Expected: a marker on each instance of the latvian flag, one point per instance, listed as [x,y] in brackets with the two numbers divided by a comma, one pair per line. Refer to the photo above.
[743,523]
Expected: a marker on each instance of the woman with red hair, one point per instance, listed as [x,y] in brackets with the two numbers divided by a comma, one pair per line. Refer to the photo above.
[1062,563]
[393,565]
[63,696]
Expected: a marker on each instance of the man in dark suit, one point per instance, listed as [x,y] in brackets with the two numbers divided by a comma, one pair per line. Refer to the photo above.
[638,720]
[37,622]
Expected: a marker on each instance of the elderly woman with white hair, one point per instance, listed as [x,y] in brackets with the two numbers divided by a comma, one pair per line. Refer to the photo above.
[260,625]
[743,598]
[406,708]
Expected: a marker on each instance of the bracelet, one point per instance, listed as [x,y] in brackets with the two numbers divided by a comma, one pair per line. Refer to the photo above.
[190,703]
——————————
◆ TASK BRIEF
Make an exact copy of every entry.

◆ EXERCISE SOLUTION
Expected: a marker on each instance of the latvian flag, one point per instance, listed as [x,y] in brackets with the two numbers divided by a comma, one pair per line. Refer to the photo above.
[743,523]
Expected: a marker on each instance of the woman with red hair, one point per instance, listed as [x,y] in brackets with the two numbers divided by a comma, one pair per line. Refer to the photo above.
[1062,563]
[393,565]
[63,696]
Expected: a marker on each instance of the man in dark suit, one point per instance, listed as [x,y] in brackets with the two numbers divided by a comma, one pair per line. Refer to the photo above.
[638,720]
[37,622]
Expected: a marker on each instance of the elderly woman with white hair, one point per instance, listed as [x,y] in brackets with the two numbers divided by a comma, one pair per line. Refer to the photo above.
[260,625]
[743,598]
[406,708]
Expected: a marker on each instance of the bracelet, one point per instance, listed as [x,y] in brackets with the two numbers divided by a comma, one pair per line. Refer to the photo above.
[190,703]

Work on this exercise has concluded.